PROBLEM :: Your output should be the complete listing, repeated exactly.
☆ ☆ ☆
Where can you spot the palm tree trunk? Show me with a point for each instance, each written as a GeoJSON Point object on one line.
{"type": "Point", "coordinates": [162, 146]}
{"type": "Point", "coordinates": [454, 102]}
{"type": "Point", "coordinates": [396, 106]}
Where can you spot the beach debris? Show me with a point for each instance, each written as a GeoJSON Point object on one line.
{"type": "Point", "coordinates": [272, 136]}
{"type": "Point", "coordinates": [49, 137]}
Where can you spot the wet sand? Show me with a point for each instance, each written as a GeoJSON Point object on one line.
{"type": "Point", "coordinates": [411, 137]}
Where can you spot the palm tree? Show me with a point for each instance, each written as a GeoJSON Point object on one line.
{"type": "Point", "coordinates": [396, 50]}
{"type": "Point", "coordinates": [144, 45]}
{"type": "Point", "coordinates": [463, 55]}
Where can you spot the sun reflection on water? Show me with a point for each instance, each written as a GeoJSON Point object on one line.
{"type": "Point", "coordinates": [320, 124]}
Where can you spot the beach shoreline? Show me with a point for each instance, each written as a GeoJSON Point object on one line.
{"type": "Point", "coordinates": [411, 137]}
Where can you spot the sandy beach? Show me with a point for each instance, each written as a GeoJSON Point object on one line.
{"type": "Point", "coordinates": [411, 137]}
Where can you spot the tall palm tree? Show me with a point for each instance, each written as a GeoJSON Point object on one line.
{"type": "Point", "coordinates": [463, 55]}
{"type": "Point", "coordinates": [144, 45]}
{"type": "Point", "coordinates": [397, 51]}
☆ ☆ ☆
EXERCISE RESULT ::
Where can you spot the palm tree trunk? Show me with a point for each instance, each written as a GeoJSON Point object on one line.
{"type": "Point", "coordinates": [162, 146]}
{"type": "Point", "coordinates": [454, 102]}
{"type": "Point", "coordinates": [396, 106]}
Where can you spot the beach debris? Show me with a point for each instance, each written as a GeoJSON Point object on one line.
{"type": "Point", "coordinates": [272, 136]}
{"type": "Point", "coordinates": [49, 137]}
Where can you spot the wet sand? Show me with a point for each instance, each written as a GeoJSON Point object on one line.
{"type": "Point", "coordinates": [411, 137]}
Where can you spot the palm tree? Show me with a point for each instance, each written as a GeoJSON Point object on one line.
{"type": "Point", "coordinates": [396, 50]}
{"type": "Point", "coordinates": [144, 45]}
{"type": "Point", "coordinates": [463, 55]}
Where can you spot the sun reflection on water? Show me with a point for each instance, each written as a GeoJSON Point object on one line.
{"type": "Point", "coordinates": [320, 124]}
Where can you spot the beach shoreline? Show me with a point for each instance, each written as a GeoJSON Point object on one line.
{"type": "Point", "coordinates": [411, 137]}
Where can you spot the sandy beach? Show me with a point for each instance, each written as a GeoJSON Point object on one line.
{"type": "Point", "coordinates": [411, 137]}
Where can you spot the tall palm tree? Show me with a point for each instance, each written as a GeoJSON Point object on one line.
{"type": "Point", "coordinates": [463, 55]}
{"type": "Point", "coordinates": [144, 45]}
{"type": "Point", "coordinates": [397, 51]}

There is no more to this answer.